━━━━━ Source data

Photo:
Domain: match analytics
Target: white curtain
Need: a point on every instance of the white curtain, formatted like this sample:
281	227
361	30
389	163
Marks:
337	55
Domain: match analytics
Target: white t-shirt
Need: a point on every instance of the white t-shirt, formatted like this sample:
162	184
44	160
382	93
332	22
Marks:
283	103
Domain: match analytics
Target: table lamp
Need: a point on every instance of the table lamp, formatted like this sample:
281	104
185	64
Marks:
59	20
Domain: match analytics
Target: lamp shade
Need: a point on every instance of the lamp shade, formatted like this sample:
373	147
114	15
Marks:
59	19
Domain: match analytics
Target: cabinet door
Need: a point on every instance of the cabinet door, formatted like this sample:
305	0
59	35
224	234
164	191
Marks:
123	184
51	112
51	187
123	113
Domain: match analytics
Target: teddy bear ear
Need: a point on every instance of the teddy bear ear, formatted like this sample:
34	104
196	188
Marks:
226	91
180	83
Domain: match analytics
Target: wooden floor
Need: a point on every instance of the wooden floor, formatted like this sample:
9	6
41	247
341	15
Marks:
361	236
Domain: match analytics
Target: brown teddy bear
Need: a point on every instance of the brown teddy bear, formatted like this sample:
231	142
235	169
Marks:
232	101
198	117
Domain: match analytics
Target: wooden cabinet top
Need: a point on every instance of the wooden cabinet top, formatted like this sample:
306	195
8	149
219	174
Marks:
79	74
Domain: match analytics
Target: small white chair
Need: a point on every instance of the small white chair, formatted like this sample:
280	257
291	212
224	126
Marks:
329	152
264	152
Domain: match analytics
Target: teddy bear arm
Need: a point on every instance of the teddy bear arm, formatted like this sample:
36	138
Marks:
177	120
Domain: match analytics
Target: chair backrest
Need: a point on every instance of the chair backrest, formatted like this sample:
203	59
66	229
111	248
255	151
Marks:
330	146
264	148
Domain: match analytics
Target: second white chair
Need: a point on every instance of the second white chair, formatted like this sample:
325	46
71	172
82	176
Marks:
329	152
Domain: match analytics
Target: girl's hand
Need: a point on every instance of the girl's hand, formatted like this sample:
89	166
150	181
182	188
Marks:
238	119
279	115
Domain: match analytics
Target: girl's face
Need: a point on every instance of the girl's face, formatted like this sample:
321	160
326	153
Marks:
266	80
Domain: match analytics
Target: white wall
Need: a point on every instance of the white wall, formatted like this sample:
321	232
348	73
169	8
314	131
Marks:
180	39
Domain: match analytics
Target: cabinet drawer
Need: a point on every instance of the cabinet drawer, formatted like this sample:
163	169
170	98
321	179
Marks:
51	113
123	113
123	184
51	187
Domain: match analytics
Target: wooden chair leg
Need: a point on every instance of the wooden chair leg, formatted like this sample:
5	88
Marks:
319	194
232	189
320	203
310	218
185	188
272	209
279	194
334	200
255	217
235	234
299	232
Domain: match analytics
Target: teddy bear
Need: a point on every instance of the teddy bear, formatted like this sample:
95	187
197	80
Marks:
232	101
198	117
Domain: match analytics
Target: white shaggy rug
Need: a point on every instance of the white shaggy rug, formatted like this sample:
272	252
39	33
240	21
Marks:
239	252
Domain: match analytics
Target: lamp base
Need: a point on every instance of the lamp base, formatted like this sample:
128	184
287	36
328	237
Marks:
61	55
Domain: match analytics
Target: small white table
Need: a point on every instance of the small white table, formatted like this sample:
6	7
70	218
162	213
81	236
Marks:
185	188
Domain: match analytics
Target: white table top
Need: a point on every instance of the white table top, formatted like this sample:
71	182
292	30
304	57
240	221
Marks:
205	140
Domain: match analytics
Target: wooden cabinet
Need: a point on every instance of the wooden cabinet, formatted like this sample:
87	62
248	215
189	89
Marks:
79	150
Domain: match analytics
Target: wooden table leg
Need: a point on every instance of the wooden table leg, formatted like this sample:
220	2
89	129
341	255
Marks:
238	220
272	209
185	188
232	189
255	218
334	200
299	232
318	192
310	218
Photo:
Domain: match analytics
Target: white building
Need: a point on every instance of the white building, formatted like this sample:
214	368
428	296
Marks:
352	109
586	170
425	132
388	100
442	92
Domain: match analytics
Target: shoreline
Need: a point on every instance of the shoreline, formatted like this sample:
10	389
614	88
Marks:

━━━━━━━━━━

#### Your assignment:
Would it be possible to reproduce all the entries exactly as they appear above?

#### Output below:
Photo:
Domain: match analytics
Target: white curtain
Need: a point on every instance of the white curtain, formatted like this sample:
281	227
361	30
389	163
Marks:
337	55
Domain: match analytics
Target: white t-shirt
Need: a point on every instance of the white t-shirt, formatted like this sample:
162	184
44	160
382	93
332	22
Marks:
283	103
Domain: match analytics
Target: table lamp
Need: a point on every instance of the table lamp, formatted like this sample:
281	104
185	64
Marks:
59	20
Domain: match analytics
Target: lamp shade
Need: a point on every instance of the lamp shade, formatted like this sample:
373	147
114	15
Marks:
59	19
Domain: match analytics
Target: cabinet door
Need: a point on every instance of the cabinet door, formatted like this sample:
305	0
59	35
224	234
164	191
Marks:
123	184
51	112
51	187
123	113
Domain: match analytics
Target: teddy bear ear
Need: a point on every instance of the teddy bear ear, formatted like this sample:
34	104
196	188
Marks:
226	91
180	83
Domain: match analytics
Target: wooden floor
Need: a point on every instance of the wooden floor, formatted like this sample:
9	6
41	247
341	15
Marks:
361	236
Domain: match analytics
Target: brown teddy bear
Need: a point on every instance of the brown teddy bear, formatted like this sample:
231	142
235	169
Marks:
232	101
198	117
Domain: match analytics
Target: wooden cabinet top
Need: a point on every instance of the wooden cabinet top, formatted like this sample:
306	195
8	149
219	174
Marks:
79	74
Domain: match analytics
Target: small white chair
Need: a point on every instance of the small white chair, formatted like this sample:
280	257
291	212
224	126
Marks:
329	152
264	152
Domain: match analytics
Target: teddy bear arm
Need: a point on every instance of the teddy bear arm, formatted like this sample:
36	138
Marks:
177	120
Domain: match analytics
Target: chair backrest
Need: a point on every instance of the chair backrest, formatted like this sample:
203	59
66	229
111	248
255	151
Marks:
330	146
264	148
Domain: match analytics
Target: second white chair
Need: a point on every instance of the second white chair, formatted like this sample:
325	46
71	172
82	176
Marks:
329	152
Domain: match analytics
Target: girl's hand
Need: a point on every instance of the girl's hand, formatted like this sample:
89	166
150	181
182	188
Marks:
238	119
279	115
Domain: match analytics
Target: girl's face
Need: a point on every instance of the girl's face, formatted like this sample:
321	160
326	153
Marks:
266	80
Domain: match analytics
Target: white wall
Need: a point on every instance of the white wall, formatted like this sample:
321	232
348	73
169	8
314	131
Marks:
180	39
Domain: match analytics
Target: cabinet drawer
Need: a point on every instance of the cabinet drawer, formatted like this sample:
163	169
170	98
321	179
Marks:
51	113
123	113
123	184
51	187
Domain: match analytics
Target: wooden chair leg
Need: a point on every instance of the wooden chair leg, formatted like this sample:
5	88
Marks:
319	194
232	189
320	203
310	218
185	188
272	209
279	194
334	200
255	217
235	234
299	232
Domain: match analytics
Target: teddy bear
Need: a point on every instance of the teddy bear, formatted like this sample:
95	187
197	80
Marks:
232	101
198	117
Domain: match analytics
Target: white shaggy rug
Need: a point on every instance of the white shaggy rug, formatted like this sample:
272	252
39	33
240	21
Marks:
239	252
Domain: match analytics
Target: lamp base
Need: a point on every instance of the lamp base, formatted like this sample:
128	184
287	36
328	237
Marks:
61	55
Domain: match analytics
Target: small white table
Need: a point on every instance of the small white table, formatted like this sample:
6	7
70	218
162	213
81	236
Marks:
185	188
Domain: match analytics
Target: white table top
Need: a point on every instance of the white table top, formatted like this sample:
71	182
292	30
304	57
240	221
Marks:
205	140
Domain: match analytics
Target: wooden cabinet
Need: a point on every instance of the wooden cabinet, formatted like this sample:
87	62
248	215
189	89
Marks:
79	150
Domain: match analytics
Target: wooden table leg
Need: a point on every instance of the wooden table leg, formatted like this sample:
220	2
89	129
341	255
Marks:
238	220
272	209
185	188
232	189
255	218
334	200
299	232
318	192
310	218
Photo:
Domain: match analytics
Target: white building
Need: a point on every instance of the white building, formatted like this sample:
214	368
428	296
Marks:
352	109
586	170
425	132
388	100
442	92
Domain: match analytics
Target: shoreline
Need: a point on every instance of the shoreline, formatted like this sample:
10	389
614	88
Marks:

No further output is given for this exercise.